WHAT IS BEING ASKED -
What is the number of lines in the data below that hold the word "sweater"? Give nothing beyond that number.
SUPPLIED DATA START
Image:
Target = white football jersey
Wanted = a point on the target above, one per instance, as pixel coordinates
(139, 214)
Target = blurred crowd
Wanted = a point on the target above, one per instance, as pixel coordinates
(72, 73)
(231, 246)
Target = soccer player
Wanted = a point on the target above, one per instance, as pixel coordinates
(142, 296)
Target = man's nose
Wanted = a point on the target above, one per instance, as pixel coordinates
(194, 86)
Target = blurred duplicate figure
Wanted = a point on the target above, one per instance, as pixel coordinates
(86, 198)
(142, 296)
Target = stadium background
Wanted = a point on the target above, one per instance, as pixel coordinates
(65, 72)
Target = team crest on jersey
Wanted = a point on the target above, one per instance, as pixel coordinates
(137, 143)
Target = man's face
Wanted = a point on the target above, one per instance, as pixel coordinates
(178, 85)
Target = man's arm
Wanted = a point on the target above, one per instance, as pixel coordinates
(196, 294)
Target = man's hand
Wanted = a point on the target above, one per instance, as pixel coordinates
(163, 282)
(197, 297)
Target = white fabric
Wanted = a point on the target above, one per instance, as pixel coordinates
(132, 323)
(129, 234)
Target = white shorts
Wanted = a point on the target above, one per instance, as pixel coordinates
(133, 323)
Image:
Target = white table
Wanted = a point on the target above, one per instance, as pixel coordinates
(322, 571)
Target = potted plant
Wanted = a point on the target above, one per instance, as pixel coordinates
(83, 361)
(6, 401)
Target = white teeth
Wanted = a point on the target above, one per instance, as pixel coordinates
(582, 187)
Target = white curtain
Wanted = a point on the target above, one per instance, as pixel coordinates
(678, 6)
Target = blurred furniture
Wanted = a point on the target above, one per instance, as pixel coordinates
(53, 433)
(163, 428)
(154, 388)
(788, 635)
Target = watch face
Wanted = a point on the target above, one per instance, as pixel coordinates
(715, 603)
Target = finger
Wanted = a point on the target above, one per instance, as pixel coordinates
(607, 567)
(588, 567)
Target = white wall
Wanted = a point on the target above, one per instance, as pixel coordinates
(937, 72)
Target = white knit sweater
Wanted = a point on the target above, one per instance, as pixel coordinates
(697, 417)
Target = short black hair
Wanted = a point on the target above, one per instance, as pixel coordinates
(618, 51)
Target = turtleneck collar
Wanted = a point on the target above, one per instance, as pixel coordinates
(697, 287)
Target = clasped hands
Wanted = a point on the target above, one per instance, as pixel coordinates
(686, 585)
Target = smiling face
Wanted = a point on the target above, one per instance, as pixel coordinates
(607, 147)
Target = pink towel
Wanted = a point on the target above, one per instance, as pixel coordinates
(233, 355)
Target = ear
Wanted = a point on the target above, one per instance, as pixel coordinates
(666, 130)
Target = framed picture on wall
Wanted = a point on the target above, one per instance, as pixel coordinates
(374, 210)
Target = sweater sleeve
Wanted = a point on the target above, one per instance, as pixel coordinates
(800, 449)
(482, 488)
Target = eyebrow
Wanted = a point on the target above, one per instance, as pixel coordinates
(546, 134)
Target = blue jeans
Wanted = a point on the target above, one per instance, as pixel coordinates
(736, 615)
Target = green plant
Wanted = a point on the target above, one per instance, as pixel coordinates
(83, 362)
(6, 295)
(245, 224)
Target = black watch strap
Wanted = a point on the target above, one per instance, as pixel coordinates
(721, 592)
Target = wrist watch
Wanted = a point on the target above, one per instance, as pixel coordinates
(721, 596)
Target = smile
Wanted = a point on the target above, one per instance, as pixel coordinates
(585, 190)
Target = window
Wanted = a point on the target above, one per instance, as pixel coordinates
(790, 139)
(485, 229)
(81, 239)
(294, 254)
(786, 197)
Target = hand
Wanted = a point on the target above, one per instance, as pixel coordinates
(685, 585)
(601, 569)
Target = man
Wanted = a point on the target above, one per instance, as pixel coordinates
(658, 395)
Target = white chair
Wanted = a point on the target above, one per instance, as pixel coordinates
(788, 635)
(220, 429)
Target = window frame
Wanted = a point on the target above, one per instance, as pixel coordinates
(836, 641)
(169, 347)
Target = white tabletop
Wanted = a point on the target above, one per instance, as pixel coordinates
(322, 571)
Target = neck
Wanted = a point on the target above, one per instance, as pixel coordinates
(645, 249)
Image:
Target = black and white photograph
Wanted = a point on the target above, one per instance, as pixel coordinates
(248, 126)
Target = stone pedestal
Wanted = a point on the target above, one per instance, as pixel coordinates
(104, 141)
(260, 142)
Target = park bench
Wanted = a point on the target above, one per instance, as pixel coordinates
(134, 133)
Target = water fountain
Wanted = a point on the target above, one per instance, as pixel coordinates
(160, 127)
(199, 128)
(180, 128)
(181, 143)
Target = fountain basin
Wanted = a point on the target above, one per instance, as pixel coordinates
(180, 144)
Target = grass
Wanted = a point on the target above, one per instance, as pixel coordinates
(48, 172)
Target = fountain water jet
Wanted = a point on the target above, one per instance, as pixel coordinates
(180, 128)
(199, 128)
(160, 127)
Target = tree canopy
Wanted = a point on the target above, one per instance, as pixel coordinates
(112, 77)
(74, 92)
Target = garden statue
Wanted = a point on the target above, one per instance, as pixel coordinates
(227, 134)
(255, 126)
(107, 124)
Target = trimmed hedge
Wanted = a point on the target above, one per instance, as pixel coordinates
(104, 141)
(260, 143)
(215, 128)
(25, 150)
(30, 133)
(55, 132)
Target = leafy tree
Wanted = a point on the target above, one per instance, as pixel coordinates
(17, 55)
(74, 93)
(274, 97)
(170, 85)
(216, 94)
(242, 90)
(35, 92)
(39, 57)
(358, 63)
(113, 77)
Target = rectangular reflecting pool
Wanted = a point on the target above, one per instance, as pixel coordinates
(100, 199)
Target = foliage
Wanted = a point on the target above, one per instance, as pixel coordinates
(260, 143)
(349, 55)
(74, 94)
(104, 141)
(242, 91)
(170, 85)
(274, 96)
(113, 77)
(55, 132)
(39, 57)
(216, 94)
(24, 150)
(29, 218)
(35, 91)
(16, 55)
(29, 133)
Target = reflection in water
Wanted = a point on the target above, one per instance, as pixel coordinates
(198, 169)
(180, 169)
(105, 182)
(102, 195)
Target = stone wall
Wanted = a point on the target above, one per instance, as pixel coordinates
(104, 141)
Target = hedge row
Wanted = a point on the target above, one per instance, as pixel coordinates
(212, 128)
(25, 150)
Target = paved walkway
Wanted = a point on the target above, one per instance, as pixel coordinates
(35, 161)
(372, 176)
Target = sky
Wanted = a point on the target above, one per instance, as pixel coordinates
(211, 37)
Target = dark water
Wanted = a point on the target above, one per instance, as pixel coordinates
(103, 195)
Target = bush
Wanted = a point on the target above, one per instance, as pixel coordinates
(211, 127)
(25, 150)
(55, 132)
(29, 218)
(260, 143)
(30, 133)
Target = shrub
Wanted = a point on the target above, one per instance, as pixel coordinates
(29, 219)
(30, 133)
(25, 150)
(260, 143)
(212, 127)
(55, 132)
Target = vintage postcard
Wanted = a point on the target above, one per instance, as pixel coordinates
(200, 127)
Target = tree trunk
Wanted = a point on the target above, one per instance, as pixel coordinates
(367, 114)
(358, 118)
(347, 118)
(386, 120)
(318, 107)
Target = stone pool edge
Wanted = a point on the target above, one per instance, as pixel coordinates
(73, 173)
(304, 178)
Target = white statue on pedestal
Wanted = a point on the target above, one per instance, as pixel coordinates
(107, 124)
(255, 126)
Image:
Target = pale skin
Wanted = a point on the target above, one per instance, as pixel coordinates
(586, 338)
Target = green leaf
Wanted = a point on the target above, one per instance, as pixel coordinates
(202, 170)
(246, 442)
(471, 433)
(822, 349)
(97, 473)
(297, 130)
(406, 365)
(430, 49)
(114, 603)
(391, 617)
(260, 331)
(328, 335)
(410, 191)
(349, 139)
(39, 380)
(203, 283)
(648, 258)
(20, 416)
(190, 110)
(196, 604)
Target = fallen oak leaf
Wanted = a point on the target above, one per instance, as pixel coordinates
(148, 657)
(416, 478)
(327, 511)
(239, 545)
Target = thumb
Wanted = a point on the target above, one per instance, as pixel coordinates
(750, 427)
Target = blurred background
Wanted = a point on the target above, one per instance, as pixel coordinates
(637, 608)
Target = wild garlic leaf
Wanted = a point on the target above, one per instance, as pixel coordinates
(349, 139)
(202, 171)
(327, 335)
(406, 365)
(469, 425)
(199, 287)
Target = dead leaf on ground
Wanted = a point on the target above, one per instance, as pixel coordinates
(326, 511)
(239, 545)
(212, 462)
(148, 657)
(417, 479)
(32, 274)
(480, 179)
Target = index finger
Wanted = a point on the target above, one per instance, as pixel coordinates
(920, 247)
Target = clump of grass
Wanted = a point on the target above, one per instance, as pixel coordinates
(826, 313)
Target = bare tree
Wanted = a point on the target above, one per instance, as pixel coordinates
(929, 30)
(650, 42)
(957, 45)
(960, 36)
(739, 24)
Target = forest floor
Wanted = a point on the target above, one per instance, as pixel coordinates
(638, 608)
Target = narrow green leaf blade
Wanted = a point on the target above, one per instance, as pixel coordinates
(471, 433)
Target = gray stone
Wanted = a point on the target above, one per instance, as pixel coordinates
SUPPLIED DATA END
RESPONSE FOR THIS EXERCISE -
2